##### Provided text
The Night Before The Trial and The Sneeze

The Night Before The Trial and The Sneeze

Tron Theatre, Glasgow

Neil Cooper

WHILE John Byrne's 1960s reinvention of Anton Chekhov's Three Sisters played to packed houses in the Tron's main house, Marcus Roche's bite-size staging of two of the Russian master's miniatures was a fitting curtain-raiser.

Roche himself opens proceedings as Chekhov, manning the decks with some particularly riotous Russian dance numbers on the stereo before reading brief excerpts from his diaries. These are written shortly after the original production of The Three Sisters has been a massive flop, and Chekhov considers penning funnier fare once more.

This leads neatly into Roche's adaptation of the unfinished The Night Before The Trial, in which a man awaits his fate on the eve of being hauled before the court for attempted bigamy and attempted murder.

He is subsequently usurped by a young woman in need of medical assistance he'd be happy to administer if only her pesky husband wasn't also on the scene.
##########
**What this exercise asks:**
- A) According to the theatre review of the two Chekhov miniatures, what charges does the man in The Night Before The Trial face?
- B) Continue the theatre review of the two Chekhov miniatures from its last sentence.
##### Data under study
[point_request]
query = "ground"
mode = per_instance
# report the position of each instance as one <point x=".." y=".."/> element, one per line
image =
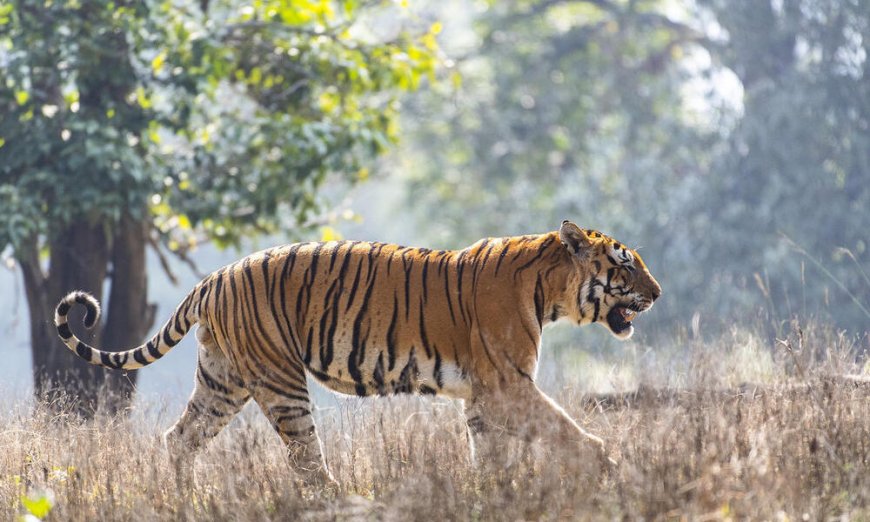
<point x="796" y="446"/>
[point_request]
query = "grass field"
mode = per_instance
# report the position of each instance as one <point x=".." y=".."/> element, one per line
<point x="795" y="447"/>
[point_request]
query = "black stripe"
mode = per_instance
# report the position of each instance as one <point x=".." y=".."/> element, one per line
<point x="436" y="372"/>
<point x="153" y="351"/>
<point x="423" y="337"/>
<point x="139" y="357"/>
<point x="391" y="335"/>
<point x="447" y="294"/>
<point x="167" y="339"/>
<point x="378" y="375"/>
<point x="64" y="332"/>
<point x="539" y="301"/>
<point x="503" y="253"/>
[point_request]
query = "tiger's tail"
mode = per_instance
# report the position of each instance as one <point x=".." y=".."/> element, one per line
<point x="185" y="316"/>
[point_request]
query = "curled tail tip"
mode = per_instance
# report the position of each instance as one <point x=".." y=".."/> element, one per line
<point x="92" y="314"/>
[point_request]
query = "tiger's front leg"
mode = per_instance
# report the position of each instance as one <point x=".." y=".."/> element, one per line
<point x="522" y="410"/>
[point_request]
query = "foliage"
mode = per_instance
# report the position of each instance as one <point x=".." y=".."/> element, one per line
<point x="224" y="117"/>
<point x="701" y="132"/>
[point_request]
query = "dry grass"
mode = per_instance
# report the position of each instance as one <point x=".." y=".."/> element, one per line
<point x="794" y="452"/>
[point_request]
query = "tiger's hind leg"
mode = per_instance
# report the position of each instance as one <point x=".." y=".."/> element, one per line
<point x="218" y="395"/>
<point x="287" y="405"/>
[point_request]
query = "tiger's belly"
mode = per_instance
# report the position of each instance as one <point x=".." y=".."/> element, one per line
<point x="410" y="374"/>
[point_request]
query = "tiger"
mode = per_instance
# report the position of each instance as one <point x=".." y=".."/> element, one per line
<point x="369" y="318"/>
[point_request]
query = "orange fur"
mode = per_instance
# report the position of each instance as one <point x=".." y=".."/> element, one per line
<point x="371" y="318"/>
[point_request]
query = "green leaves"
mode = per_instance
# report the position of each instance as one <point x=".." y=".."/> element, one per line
<point x="230" y="120"/>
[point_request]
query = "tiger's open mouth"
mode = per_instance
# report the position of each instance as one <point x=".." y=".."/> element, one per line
<point x="619" y="318"/>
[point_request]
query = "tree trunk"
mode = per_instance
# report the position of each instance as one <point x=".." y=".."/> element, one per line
<point x="130" y="316"/>
<point x="79" y="260"/>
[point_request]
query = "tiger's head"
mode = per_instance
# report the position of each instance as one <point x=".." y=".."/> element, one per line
<point x="611" y="283"/>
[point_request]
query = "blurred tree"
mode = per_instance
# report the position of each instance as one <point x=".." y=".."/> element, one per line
<point x="129" y="123"/>
<point x="563" y="109"/>
<point x="798" y="163"/>
<point x="700" y="131"/>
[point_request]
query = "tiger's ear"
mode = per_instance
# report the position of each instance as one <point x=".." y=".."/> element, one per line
<point x="574" y="239"/>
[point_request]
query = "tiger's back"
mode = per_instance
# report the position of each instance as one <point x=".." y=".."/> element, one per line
<point x="369" y="318"/>
<point x="363" y="318"/>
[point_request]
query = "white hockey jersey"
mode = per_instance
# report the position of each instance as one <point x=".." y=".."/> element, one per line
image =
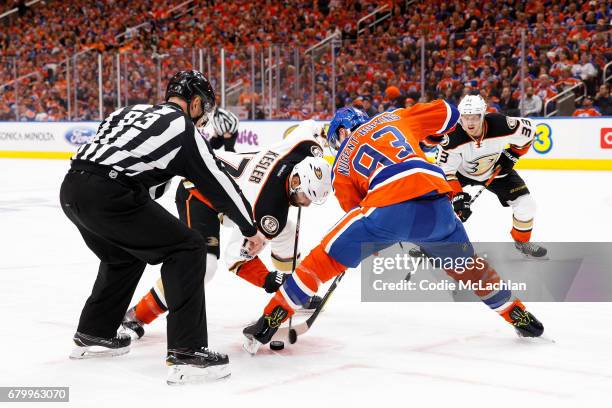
##########
**Results of the tasks:**
- A) Attempted bigamy and attempted murder.

- B)
Played script in hand, as if the words were still hot from Chekhov's pen, the story's inconclusive ending segues into Michael Frayn's near-wordless The Sneeze like a Monty Python routine, with its author stepping in, only to keel over so a reserve is forced to take his place.

Adapted from Chekhov's short story, Death Of A Government Clerk, The Sneeze sees a very sticky faux pas during a night at the opera upended into a piece of silent movie slapstick as dexterous as Frayn's own farces.

Both of these fleeting moments of human behaviour are lifted off the page by the production's casually dressed quintet, with an irreverent brio that we need to see more of in productions of Chekhov.